-------- Text provided --------

Dyschromatopsia is a deficiency in the perception of colours. When an individual has a complete inability to recognise the chromatic scale, this is called achromatopsia.


There are two types of dyschromatopsia depending on the origin: congenital or hereditary and acquired. The term Daltonism refers to congenital dyschromatopsia.

The cells responsible for seeing colours (chromatic vision) are the retinal photoreceptors called cones. They are mainly located in the central portion named the macula. There are three types of cone depending on the colours they are able to perceive: red (with a wavelength of 549 to 570nm); green (522 to 539nm) and blue (114 to 424nm). 

Congenital dyschromatopsias are classified depending on the colours they are capable of perceiving:

  • Monochromatic: Only one of the macula pigments exists and it is restriced to one colour dimenstion. 
  • Dichromatic: It is due to a change in one of the three essential colour mechanisms. There are three types:

– Protanopia: The cones that perceive the colour red are missing. 

– Tritanopia: The phoreceptors that code the colour blue are missing. It's the most uncommon.

--------

• **Work request 1**: Do these statements agree with the text on dyschromatopsia? Answer yes or no for each, quoting the words of the text that decide it. (a) Daltonism refers to acquired dyschromatopsia. (b) Cones are mainly located in the macula. (c) A complete inability to recognize the chromatic scale is called achromatopsia.
• **Work request 2**: According to the text on dyschromatopsia, which retinal photoreceptors are responsible for seeing colors?
• **Work request 3**: Extend the text on dyschromatopsia, continuing from its final sentence.

-------- Data excerpts --------

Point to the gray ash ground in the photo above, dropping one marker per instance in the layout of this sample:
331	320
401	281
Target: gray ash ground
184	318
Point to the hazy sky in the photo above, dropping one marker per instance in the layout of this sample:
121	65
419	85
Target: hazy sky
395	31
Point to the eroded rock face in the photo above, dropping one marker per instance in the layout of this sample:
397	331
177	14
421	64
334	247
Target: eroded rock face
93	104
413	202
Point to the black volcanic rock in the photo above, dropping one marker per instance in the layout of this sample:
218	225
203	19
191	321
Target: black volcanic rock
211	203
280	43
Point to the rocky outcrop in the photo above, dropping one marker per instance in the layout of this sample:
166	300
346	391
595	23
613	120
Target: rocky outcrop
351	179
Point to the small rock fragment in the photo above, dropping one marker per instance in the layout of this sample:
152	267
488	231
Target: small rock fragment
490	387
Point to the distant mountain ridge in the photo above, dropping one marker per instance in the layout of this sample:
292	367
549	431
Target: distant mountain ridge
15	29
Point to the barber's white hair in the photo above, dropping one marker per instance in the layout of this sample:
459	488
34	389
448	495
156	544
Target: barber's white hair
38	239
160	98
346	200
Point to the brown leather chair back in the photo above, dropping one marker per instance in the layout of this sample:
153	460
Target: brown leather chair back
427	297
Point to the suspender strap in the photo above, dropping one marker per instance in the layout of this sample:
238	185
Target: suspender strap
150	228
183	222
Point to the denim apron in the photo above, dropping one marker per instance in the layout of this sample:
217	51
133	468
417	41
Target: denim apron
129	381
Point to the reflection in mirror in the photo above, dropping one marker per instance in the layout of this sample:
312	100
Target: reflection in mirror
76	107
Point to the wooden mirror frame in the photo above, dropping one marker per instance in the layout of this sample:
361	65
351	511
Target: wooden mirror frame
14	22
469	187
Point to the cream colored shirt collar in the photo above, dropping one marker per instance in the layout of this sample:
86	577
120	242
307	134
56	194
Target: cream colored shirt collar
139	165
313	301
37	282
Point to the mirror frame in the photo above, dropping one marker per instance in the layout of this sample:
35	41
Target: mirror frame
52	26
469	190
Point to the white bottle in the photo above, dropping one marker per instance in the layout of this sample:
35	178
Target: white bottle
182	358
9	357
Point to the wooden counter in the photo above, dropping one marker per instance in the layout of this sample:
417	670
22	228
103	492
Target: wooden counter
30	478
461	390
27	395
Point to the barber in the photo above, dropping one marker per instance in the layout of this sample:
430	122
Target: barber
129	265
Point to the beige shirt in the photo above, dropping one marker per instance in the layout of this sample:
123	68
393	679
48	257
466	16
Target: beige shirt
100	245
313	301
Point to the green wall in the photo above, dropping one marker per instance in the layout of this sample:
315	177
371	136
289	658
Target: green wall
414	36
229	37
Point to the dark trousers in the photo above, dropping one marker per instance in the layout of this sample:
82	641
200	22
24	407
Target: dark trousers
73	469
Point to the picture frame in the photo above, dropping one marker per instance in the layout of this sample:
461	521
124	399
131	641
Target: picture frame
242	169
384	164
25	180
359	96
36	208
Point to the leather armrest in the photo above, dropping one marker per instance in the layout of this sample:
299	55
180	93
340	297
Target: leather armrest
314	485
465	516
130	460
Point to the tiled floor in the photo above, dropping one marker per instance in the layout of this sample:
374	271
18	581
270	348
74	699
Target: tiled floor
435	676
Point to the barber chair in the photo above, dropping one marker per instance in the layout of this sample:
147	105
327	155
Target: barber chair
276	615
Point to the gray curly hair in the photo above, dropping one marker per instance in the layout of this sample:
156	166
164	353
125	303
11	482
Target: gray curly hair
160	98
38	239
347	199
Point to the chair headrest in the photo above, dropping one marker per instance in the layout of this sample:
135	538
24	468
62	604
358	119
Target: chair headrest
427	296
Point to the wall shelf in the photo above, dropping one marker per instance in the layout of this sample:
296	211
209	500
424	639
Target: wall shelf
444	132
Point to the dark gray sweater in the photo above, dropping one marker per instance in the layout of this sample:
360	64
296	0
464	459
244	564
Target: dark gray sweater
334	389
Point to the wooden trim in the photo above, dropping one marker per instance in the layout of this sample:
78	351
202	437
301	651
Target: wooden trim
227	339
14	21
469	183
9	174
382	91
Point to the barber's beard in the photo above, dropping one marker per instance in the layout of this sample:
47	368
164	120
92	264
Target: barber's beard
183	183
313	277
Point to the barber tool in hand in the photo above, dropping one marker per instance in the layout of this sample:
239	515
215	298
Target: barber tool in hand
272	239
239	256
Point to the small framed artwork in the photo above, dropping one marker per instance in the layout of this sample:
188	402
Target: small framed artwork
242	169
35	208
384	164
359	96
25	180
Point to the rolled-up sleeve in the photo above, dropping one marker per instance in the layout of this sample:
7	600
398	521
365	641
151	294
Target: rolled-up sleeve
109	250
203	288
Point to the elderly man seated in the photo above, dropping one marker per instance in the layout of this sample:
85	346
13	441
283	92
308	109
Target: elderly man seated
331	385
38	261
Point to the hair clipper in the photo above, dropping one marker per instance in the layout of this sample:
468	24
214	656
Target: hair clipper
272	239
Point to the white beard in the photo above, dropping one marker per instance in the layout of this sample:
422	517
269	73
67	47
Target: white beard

--------

• **Answer space 1**:
(a) No: "The term Daltonism refers to congenital dyschromatopsia."
(b) Yes: "They are mainly located in the central portion named the macula."
(c) Yes: "When an individual has a complete inability to recognise the chromatic scale, this is called achromatopsia."

• **Answer space 2**: The cones.

• **Answer space 3**:
– Deuteranopia: The absence of the ability of perceive the spectrum of the colour green.

  • Trichromacy: The photoreceptors of the three types of colours are present but have an altered function. This is the most common type and may present with severe changes to the perception of colours. Depending on the changes perceived, they can be classified into:

– Protanomalies: Loss of red–green vision due to poor functioning of the cones sensitive to red. 

– Deuteranomalies: Loss of green vision due to a shift in the functioning of the cones sensitive to green. 

– Tritanomalies: Loss of the blue–green spectrum due to a shift in the cones that identify the colour blue. 


The origin of dyschromatopsia may lie in a genetic or acquired disorder. Hereditary dyschromatopsia may be due to a change in the X chromosone. This leads to the disease being transmitted by the woman even though its the man who is suffering from the disorder. 

The acquired causes  for a certain degree of dyschromatopsia are multiple and varied. Within one same pathology there may be many types of shifts in the perception of colour without there being any shift specific to a determined entity. The most common are macula diseases (where there is a very high number of cells responsible for the perspetion of colour, the cones).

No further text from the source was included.